◆ Parts of the exercise
**1)** List every year given as a number in the passage on indigo in South Carolina below.
**2)** Write what comes next in the passage on indigo in South Carolina below, picking up after its final sentence.

◆ Extract provided
Nathaniel Russell House in Charleston. It has amganificent stairacase and one rectangular, one square and one oval room on each floor.

 

South Carolina up to the War of Independence Continued.

Apart from rice the other profitable crop grown in the lowlands and swamps of Sth Carolina was indigo. The blue flowering Indigofera tinctoria, a member of the pea family provided dye for the expanding textile mills of England and France. Sth Carolina also had a native indigo plant, Baptisia australias, false blue indigo but it did not yield as much dye as the Indian plant. Indigo was grown in Sth Carolina from its origins in 1670 as the Jamaica and Barbados settlers had grown it in the Caribbean. But a woman, Eliza Lucas Pinckney is credited with starting the commercial industry in 1740. (One of her sons was a signer of the ratification of the US constitution.) Records however, show that much indigo was grown before then. The crop required a skilled workforce and it teamed excellently with rice as a crop as the rice was tended in spring and autumn, and the indigo in summer. The Black slaves of Sth Carolina had also grown rice in West Africa and many arrived with these agricultural skills. The Indigofera plant had to be stripped, soaked and treated to produce a cake of solid indigo dye. The industry died out in Sth Carolina around 1800. Indigo is still used to dye blue jeans but from synthetic indigo these days.

[Stored records]
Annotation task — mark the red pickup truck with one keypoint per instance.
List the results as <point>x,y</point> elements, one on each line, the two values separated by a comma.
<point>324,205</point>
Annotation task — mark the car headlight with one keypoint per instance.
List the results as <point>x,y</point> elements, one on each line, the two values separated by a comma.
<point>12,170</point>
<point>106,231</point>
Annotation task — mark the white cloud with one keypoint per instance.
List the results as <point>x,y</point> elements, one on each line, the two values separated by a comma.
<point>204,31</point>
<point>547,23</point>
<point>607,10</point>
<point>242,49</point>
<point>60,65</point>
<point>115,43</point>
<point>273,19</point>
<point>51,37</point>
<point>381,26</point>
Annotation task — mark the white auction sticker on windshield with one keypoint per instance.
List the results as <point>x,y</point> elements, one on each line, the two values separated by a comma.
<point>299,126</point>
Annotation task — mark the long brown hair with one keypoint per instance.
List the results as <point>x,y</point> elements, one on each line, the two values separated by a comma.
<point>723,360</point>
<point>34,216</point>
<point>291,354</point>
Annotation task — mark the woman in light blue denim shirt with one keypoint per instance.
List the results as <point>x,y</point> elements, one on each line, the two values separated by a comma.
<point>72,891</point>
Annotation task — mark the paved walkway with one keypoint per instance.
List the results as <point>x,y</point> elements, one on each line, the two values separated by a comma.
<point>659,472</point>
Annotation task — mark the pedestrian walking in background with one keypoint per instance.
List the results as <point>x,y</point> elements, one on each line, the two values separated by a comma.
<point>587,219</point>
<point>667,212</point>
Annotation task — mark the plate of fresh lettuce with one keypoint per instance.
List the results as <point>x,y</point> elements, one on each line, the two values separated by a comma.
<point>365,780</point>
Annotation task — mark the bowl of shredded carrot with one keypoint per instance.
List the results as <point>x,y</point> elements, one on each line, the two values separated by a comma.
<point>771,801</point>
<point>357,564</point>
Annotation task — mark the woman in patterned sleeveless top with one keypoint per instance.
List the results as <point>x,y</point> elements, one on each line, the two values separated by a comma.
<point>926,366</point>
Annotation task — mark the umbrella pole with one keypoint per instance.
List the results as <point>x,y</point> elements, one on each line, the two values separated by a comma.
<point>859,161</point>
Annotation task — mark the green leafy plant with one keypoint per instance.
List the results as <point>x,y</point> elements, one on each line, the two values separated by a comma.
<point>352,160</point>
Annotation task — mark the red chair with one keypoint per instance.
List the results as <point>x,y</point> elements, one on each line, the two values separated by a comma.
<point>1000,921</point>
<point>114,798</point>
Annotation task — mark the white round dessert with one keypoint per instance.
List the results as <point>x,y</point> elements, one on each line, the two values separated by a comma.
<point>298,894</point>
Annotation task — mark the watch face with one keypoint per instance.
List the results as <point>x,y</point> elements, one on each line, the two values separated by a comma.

◆ Solved problems
**1)** 1670, 1740, 1800

**2)**
 

During the War of Independence more battles were fought in Sth Carolina than any other colony. Its wealth was a prize the British wanted and many wealthy planters were loyalists. Yet it was the first colony to declare independence and ratify a new state constitution. The English captured Charleston in 1780 and most of the colony. A local brigadier, Francis Marion emerged as a skilled guerrilla fighter. He had learnt these skills from the Indians whom he had fought and slaughtered during the Indian Wars around 1760. During the War of Independence he escaped capture several times by escaping with his militia into the swamps, hence his nicknamed given by the British- the Swampfox. There is a statue of Marion in the central park in Charleston opposite the Marion Hotel. Go inside to the hotel lobby to see beautiful antique furniture. The hotel restaurant is called the Swampfox.

 

Charleston in the Antebellum Era.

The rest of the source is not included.